» LIST OF TASKS:
a. Name every API that the RocksDB text explicitly calls an "api".
b. In the RocksDB text, which option disables the inbuilt compaction algorithm when it is set?
c. Resume the RocksDB text, beginning after its final sentence.

[begin DOCUMENT TEXT]

The performance of an LSM database has a significant dependency on the compaction algorithm and implementation. rocksdb has two supported compaction algorithms: LevelStyle and UniversalStyle. But we would like to enable the large community of developers to develop and experiment with other compaction policies. For this reason, rocksdb has appropriate hooks to switch off the inbuilt compaction algorithm and has other apis to allow an application to operate their own compaction algorithms. Options.disable_auto_compaction, if set, disables the inbuilt compaction algorithm. The GetLiveFilesMetaData api allows an external component to look at every data file in the database, decide on which data files to merge and compact, and the DeleteFile api allows it to delete data files that are deemed obsolete.

Non-Blocking Database Access

There are certain applications that are architected in such a way that they would like to retrieve data from the database only if that data retrieval call is non-blocking, i.e. the data retrieval call does not have to read in data from storage. Rocksdb caches a portion of the database in the block cache and these applications would like to retrieve the data only if it is found in this block cache. If this call does not find the data in the block cache then rocksdb returns an appropriate error code to the application. The application can then schedule a normal Get/Next operation understanding that fact that this data retrieval call could potentially block for IO from the storage (maybe in a different thread context).

Stackable DB

Rocksdb has a built-in wrapper-mechanism to layer additional functionality as a layer above the code database kernel. This functionality is encapsulated by an api called StackableDB. For example, the time-to-live functionality is implemented by a StackableDB and is not part of the core rocksdb api. This approach keeps the code modularized and clean.

[end DOCUMENT TEXT]
[begin DATA EXCERPT]

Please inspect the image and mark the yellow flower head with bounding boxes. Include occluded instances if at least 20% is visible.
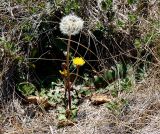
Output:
[59,69,67,77]
[73,57,85,66]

[end DATA EXCERPT]

» WRITTEN RESPONSES:
a. GetLiveFilesMetaData, DeleteFile, StackableDB

b. Options.disable_auto_compaction

c.
Memtables:

Pluggable Memtables:

The default implementation of the memtable for rocksdb is a skiplist. The skiplist is an sorted set. The sorted set is a necessary construct when the workload interleaves writes with range-scans. But there are some applications that do not interleave their writes and scans and there are other applications that do not do range-scans altogether. For these applications, a sorted set might not provide the optimal performance. For this reason, rocksdb supports a pluggable api that allows an application to provide their own implementation of a memtable. There are three memtables that are part of the library: a skiplist memtable, a vector memtable and a prefix-hash memtable. A vector memtable is appropriate for bulk-loading data into the database. Every write inserts a new element at the end of the vector; when it is time to flush the memtable to storage the elements in the vector are sorted and written out to a file in L0. A prefix-hash memtable allows efficient processing of gets, puts and scans-within-a-key-prefix.

Memtable Pipelining

Rocksdb supports configuring an arbitrary number of memtables for a database. When a memtable is full it becomes an immutable memtable and a background thread starts flushing its contents to storage. Meanwhile, new writes continue to accumulate to a newly allocated memtable. If the newly allocated memtable is filled up to its limit, it too is converted to an immutable memtable and inserted into the flush pipeline. The background thread continues to flush all the pipelined immutable memtables to storage. This pipelining increases write throughput of rocksdb especially when it is operating on slow storage devices.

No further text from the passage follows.